Job » Count the lines in the items below that contain the word "green", treating case as significant. Give only the number.

>> Begin Extracted material

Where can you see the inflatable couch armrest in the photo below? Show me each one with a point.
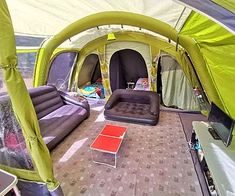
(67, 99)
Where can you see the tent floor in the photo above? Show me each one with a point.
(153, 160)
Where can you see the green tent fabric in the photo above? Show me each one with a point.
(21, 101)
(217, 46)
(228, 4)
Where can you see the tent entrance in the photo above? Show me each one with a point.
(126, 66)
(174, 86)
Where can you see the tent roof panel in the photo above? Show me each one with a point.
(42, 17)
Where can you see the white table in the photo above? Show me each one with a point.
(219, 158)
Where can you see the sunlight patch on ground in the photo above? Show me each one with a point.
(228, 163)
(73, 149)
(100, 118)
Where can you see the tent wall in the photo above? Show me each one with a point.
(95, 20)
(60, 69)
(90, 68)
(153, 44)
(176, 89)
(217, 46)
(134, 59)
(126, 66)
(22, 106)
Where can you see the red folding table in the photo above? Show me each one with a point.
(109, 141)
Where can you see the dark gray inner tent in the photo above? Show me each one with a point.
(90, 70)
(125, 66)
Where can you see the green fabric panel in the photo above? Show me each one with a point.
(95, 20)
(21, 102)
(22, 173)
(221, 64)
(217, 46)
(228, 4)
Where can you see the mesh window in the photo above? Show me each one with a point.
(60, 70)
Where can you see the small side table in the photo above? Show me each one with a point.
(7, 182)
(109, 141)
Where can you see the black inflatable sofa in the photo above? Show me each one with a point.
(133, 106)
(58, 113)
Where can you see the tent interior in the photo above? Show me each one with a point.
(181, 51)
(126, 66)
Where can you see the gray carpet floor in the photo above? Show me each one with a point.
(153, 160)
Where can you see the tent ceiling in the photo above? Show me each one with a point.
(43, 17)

>> End Extracted material
>> Begin Extracted material

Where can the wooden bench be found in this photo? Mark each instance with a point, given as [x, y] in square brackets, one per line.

>> End Extracted material

Written solution » 2